→ **Text extract**:

════════════════

THE HORSE WHISPERER
Perhaps the best of those real actors is Scarlett Johansson, who plays
Grace MacLean, a spoiled teenage girl from New York who has had a terrible
accident while horseback riding with her best friend. After losing her lower
right leg and learning to walk with a prosthesis, Grace must rediscover
what life is all about. Added to the trauma of the accident is the loss
of her friend and the total alienation of her beloved horse Pilgrim, who
was also badly injured. And the dysfunctional relationship she has with
her busy mother Annie (Kristin Scott Thomas) doesn't help.
While researching possible alternatives to euthanizing the animal, Annie
finds an article about Tom Booker (Redford), a man in far off Montana who
seems to have a way with problem horses. She contacts him and, although
he refuses at first, will not take no for an answer. Against everyone's
wishes, including her husband's (Sam Neill), she packs up the daughter and
the horse and drives across country to find Booker. And, in a film that
is as predictable as it is long, the two women discover the meaning of life
and love while living on the ranch, learning to punch cows and ride Western.

════════════════

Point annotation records
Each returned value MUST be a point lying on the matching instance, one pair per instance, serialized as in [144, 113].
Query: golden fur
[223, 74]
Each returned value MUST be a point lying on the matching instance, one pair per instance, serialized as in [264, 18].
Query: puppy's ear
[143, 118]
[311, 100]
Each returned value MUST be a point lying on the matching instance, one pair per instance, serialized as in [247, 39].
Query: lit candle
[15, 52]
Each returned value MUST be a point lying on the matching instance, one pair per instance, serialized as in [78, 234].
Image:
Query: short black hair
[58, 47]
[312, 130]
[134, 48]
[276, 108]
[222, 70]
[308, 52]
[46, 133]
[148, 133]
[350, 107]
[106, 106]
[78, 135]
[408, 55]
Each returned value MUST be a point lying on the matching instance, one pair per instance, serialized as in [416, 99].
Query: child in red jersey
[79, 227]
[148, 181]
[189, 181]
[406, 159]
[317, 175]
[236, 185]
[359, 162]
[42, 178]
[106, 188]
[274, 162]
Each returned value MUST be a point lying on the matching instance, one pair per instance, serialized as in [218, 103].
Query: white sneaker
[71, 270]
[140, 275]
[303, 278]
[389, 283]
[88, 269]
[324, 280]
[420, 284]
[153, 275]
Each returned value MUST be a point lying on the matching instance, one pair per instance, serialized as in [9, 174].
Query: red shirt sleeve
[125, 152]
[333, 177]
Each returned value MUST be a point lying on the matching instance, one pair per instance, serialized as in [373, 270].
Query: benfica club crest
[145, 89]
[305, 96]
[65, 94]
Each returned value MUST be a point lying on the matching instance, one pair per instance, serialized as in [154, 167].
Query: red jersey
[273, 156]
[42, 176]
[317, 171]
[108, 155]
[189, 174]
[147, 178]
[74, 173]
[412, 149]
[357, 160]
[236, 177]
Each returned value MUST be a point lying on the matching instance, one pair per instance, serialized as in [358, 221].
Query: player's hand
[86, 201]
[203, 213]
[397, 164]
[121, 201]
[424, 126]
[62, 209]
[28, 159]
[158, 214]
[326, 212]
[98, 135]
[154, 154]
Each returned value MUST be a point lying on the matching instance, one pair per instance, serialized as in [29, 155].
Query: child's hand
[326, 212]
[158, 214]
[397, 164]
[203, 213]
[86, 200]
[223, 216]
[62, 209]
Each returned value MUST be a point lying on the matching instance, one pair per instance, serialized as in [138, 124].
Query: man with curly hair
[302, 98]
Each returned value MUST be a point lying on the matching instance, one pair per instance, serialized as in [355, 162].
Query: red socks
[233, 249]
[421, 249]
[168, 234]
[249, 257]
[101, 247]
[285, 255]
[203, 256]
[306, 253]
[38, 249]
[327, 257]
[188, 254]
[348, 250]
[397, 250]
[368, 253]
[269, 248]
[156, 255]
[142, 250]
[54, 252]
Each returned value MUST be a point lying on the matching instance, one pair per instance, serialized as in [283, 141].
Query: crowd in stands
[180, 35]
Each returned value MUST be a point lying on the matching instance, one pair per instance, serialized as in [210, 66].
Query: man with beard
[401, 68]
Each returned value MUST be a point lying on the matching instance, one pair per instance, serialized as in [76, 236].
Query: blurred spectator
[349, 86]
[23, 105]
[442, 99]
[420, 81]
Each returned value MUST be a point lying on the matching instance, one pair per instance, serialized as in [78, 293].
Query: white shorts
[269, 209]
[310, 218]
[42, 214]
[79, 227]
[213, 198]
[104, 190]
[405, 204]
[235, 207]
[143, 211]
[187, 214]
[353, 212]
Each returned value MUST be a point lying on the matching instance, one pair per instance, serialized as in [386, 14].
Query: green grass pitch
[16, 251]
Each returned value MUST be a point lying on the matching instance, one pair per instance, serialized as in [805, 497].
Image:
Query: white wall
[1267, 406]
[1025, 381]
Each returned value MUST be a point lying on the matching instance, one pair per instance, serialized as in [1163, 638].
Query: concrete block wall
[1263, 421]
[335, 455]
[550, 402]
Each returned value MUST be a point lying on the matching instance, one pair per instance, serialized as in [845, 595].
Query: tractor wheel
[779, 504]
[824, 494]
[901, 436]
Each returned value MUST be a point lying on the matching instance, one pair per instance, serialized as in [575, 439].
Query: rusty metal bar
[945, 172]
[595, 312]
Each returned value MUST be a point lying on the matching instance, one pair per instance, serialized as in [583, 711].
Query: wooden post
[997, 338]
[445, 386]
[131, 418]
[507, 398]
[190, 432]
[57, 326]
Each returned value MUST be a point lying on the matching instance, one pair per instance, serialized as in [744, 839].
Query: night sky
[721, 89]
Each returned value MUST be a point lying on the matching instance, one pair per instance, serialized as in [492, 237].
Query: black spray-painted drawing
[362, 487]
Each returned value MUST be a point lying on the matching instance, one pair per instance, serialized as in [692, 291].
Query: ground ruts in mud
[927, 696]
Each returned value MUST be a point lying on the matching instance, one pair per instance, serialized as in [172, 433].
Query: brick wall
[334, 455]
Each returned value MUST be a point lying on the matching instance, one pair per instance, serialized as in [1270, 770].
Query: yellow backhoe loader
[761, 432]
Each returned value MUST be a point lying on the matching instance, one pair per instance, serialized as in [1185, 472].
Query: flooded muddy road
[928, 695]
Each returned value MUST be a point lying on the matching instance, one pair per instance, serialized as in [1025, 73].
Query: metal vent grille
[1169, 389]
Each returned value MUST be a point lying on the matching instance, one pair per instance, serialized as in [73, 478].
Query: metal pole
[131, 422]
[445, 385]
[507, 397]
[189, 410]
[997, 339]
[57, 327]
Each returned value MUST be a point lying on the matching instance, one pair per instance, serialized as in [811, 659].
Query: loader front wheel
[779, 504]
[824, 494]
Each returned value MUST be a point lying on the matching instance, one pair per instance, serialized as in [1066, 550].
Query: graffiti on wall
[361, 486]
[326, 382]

════════════════

→ **Exercise**: Please carry the review of The Horse Whisperer further, picking up right after its last sentence. The records were gathered from a separate source.

→ **Result of the task**:
The characters in this movie, written by Richard LaGravenese and Eric
Roth based on the bestselling novel by Nicholas Evans, are badly stereotyped.
In the beginning of the film, Annie is portrayed as such a nasty, unlovable
person that it is obvious we are being set up for the big transition. Grace
is the rich girl who hates her mother and won't open up to anyone. That
is, until she meets Booker, the no-nonsense cowboy who doesn't cotton much
to New Yorkers but feels sorry for the horse.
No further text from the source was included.